▸ **Passage to read**:
+--

I have a C# application whose memory usage increases overtime. I've taken periodic user mode dumps and after loading sos, run !EEHeap -gc to monitor the managed heap size. In windbg/sos I've seen it start ~14MB and grow up to 160MB, then shrink back to 15MB, but the applications "Private Bytes" never decreases significantly. I have identified the activity that cauases the increase in "Private Bytes", so I can control when the memory growth occurs.
I tried running Vmmap.exe and noticed it reports a managed heap of ~360MB, took a quick dump and using windbg/sos/eeheap -gc I only see 15MB.
Why am I seeing such different values?
Is the managed heap really what vmmap.exe reports?
How can I examine this area of the managed heap in windbg?
You can't break into a .NET application with WinDbg and then run VMMap at the same time. This will result in a hanging VMMap. You can also not do it in the opposite direction: start VMMap first, then break into WinDbg and then refresh the values in VMMap.
Therefore the values shown by VMMap are probably never equal, because the numbers are from a different point in time. Different points in time could also mean that the garbage collector has run. If the application is not changing so much, the values should be close.
In my tests, the committed part of the managed heap in VMMap is the sum of !eeheap -gc and !eeheap -loader, which sounds reasonable.

+--

Some rows:
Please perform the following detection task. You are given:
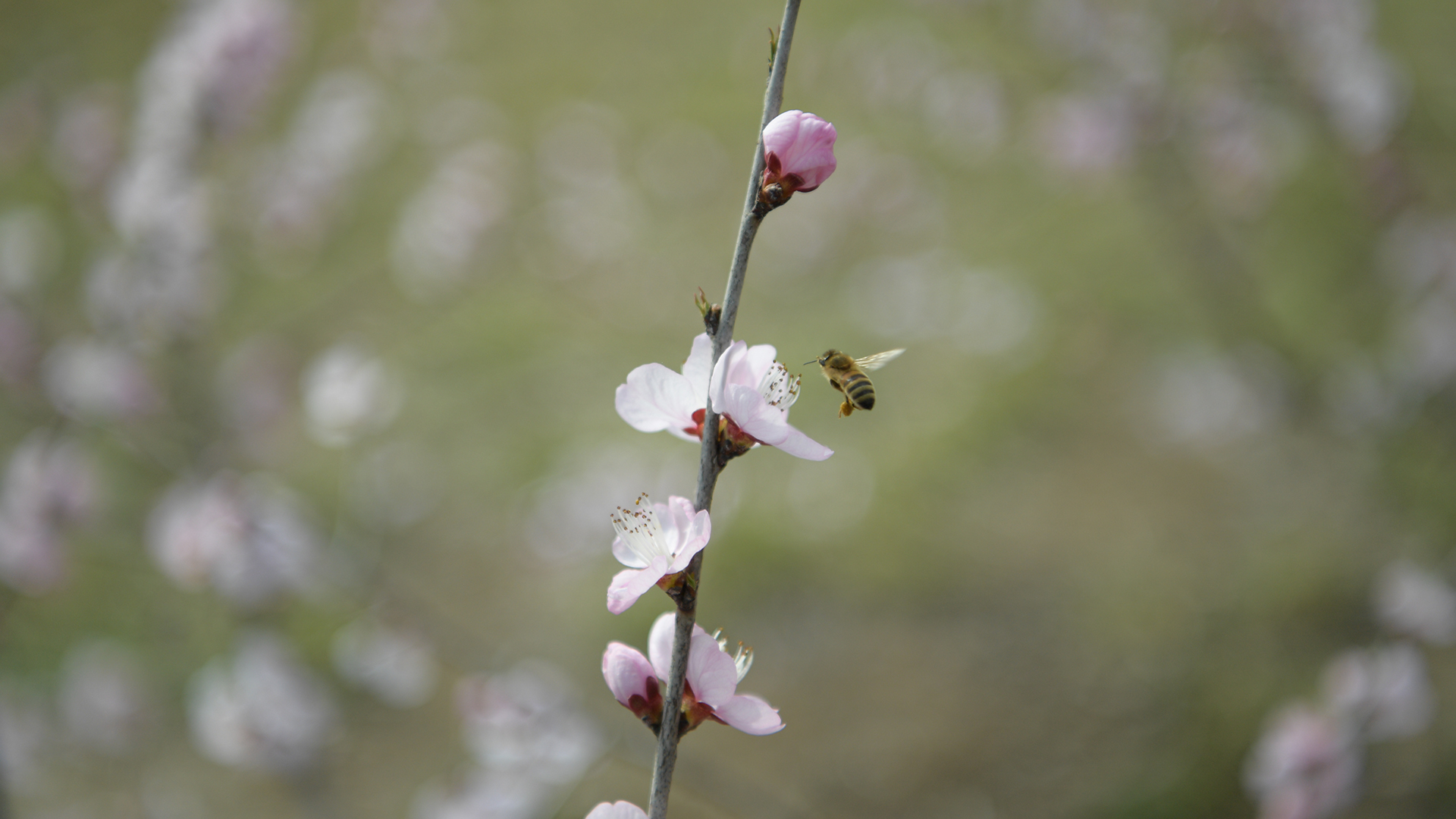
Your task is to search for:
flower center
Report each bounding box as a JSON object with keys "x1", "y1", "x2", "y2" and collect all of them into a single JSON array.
[
  {"x1": 714, "y1": 628, "x2": 753, "y2": 682},
  {"x1": 758, "y1": 362, "x2": 799, "y2": 413},
  {"x1": 611, "y1": 493, "x2": 673, "y2": 563}
]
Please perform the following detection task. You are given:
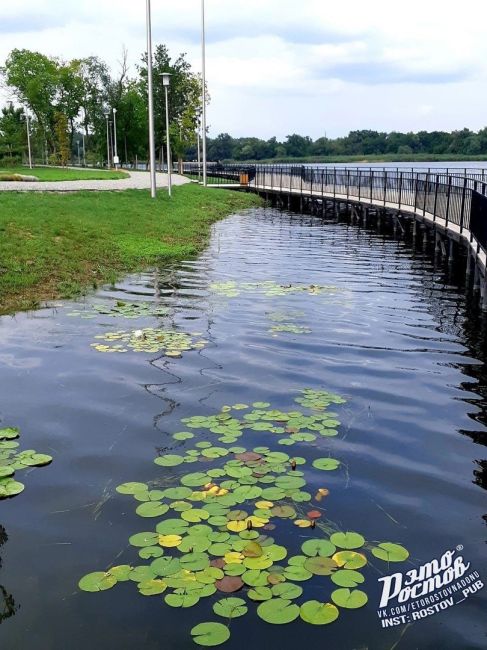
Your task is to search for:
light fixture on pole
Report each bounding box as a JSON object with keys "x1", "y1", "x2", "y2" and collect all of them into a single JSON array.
[
  {"x1": 161, "y1": 72, "x2": 172, "y2": 197},
  {"x1": 146, "y1": 0, "x2": 156, "y2": 199},
  {"x1": 113, "y1": 108, "x2": 119, "y2": 169},
  {"x1": 25, "y1": 111, "x2": 32, "y2": 169},
  {"x1": 105, "y1": 111, "x2": 110, "y2": 169},
  {"x1": 201, "y1": 0, "x2": 207, "y2": 187}
]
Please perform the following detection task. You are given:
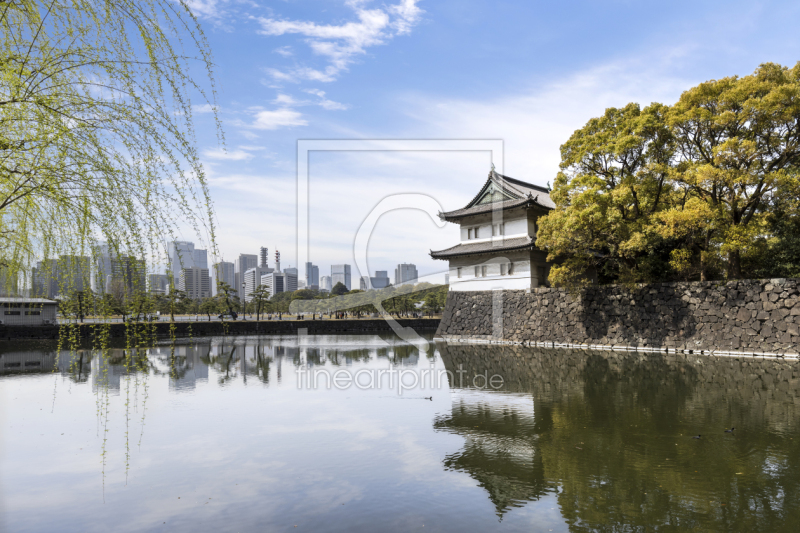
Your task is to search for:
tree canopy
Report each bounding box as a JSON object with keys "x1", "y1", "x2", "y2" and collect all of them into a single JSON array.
[
  {"x1": 0, "y1": 0, "x2": 221, "y2": 294},
  {"x1": 537, "y1": 63, "x2": 800, "y2": 285}
]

+--

▸ **Set of tasks**:
1. Answer these questions from the thread on managed heap size:
(a) In WinDbg with SOS, to what size did the managed heap grow before shrinking back to 15MB?
(b) About how large a managed heap did VMMap report?
(c) In the reply's tests, the committed part of the managed heap in VMMap equals the sum of which two commands?
2. Resume the thread on managed heap size from where it stops.

▸ **Exercise answers**:
1.
(a) 160MB
(b) About 360MB
(c) !eeheap -gc and !eeheap -loader

2.
Given the output of !eeheap -gc, we get the start of the GC heap at generation 2 (11aa0000) and a size of only 3.6 MB.
Number of GC Heaps: 1
generation 0 starts at 0x0000000011d110f8
generation 1 starts at 0x0000000011cd1130
generation 2 starts at 0x0000000011aa1000
...
GC Heap Size 0x374a00(3623424)
!address gives the details:
...
+ 0`11aa0000 0`11ef2000 0`00452000 MEM_PRIVATE MEM_COMMIT PAGE_READWRITE <unknown>
0`11ef2000 0`21aa0000 0`0fbae000 MEM_PRIVATE MEM_RESERVE <unknown>
0`21aa0000 0`21ac2000 0`00022000 MEM_PRIVATE MEM_COMMIT PAGE_READWRITE <unknown>
0`21ac2000 0`29aa0000 0`07fde000 MEM_PRIVATE MEM_RESERVE <unknown>
+ 0`29aa0000 0`6ca20000 0`42f80000 MEM_FREE PAGE_NOACCESS Free
...
Although not documented, I believe that a new segment starts at 11aa0000, indicated by the + sign. The GC segment ends at 29aa0000, which is also the starting point of the next segment. Cross check: .NET memory should be reported as <unknown> in the last column - ok.
The total GC size (reserved + committed) is
?29aa0000-11aa0000
Evaluate expression: 402653184 = 00000000`18000000
which is 402 MB or 393.216 kB, which in my case is very close to 395.648 kB reported by VMMap.
If you have more GC heaps, the whole process needs more effort. Therefore I typically take the shortcut, which is ok if you know that you don't have anything else than .NET that calls VirtualAlloc(). Type !address -summary and then look at the first <unknown> entry:
--- Usage Summary ---------------- RgnCount ----------- Total Size -------- %ofBusy %ofTotal
Free 144 7ff`d8a09000 ( 7.999 Tb) 99.99%
<unknown> 180 0`1a718000 ( 423.094 Mb) 67.17% 0.01%
...
Thank you very much for the detailed answer. Much appreciated.
I'm clear on windbg vs VMmap access/control of the program. Since I can cause the leak by an external action, I'm pretty sure that since I quiesce the activity, memory won't grow much between samples.
I had been relying on the last line of output from !eeheap -gc:
GC Heap Size: Size: 0xed7458 (15561816) bytes.
I think this number must be the amount of managed heap in use (with un-free'ed objects in it). I summed all the "size" bytes reported by "!eeheap -gc" for each SOH and LOH and it matches the above value.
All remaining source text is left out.